WORK TASK:
Print the entries below word for word; the pictures stay out of your copy.

TASK INPUT:
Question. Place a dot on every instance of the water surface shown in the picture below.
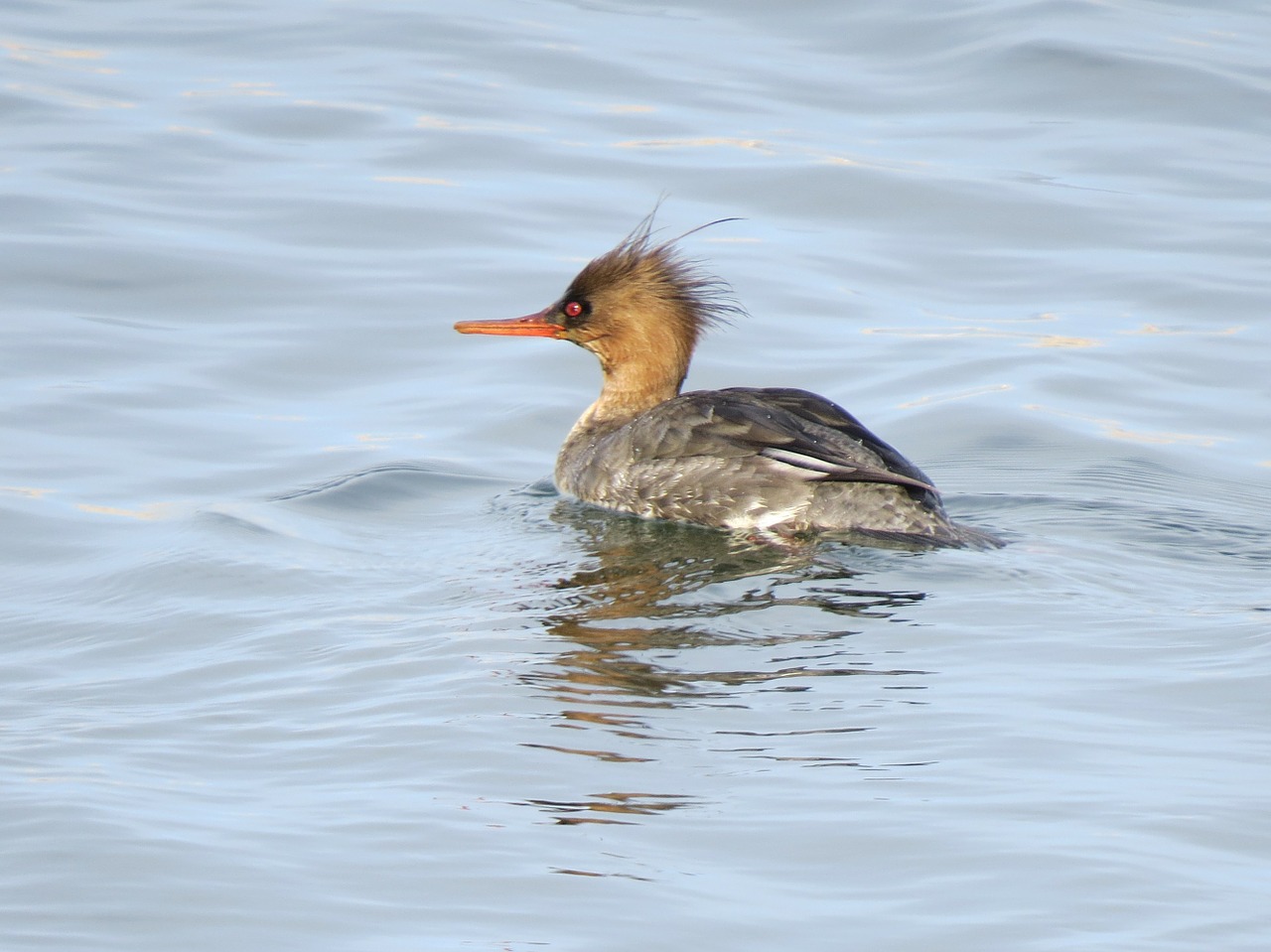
(303, 651)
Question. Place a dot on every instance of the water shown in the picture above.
(302, 651)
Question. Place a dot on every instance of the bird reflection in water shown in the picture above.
(652, 602)
(663, 588)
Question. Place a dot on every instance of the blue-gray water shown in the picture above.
(299, 649)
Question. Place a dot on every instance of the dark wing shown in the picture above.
(794, 427)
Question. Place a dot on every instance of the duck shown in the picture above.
(771, 462)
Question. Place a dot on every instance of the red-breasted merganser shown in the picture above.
(776, 461)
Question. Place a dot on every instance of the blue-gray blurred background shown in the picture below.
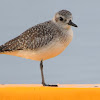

EXERCISE SOLUTION:
Question. Place a dot on every instance of the water surface shown in the picture below.
(303, 651)
Question. Place a dot on every instance of the water shown in the picture above.
(302, 651)
Question. Place a dot on every instance of the bird reflection in water shown in the picture above.
(652, 602)
(663, 588)
Question. Place a dot on every instance of the blue-gray water shown in the picture above.
(299, 649)
Question. Place a dot on every instance of the dark wing shown in the picture above.
(794, 427)
Question. Place a dot on every instance of the duck shown in the picture above.
(771, 462)
Question. Place a dot on every instance of the red-breasted merganser shown in the picture above.
(776, 461)
Question. Place a dot on every instance of the blue-gray blurred background shown in the picture below.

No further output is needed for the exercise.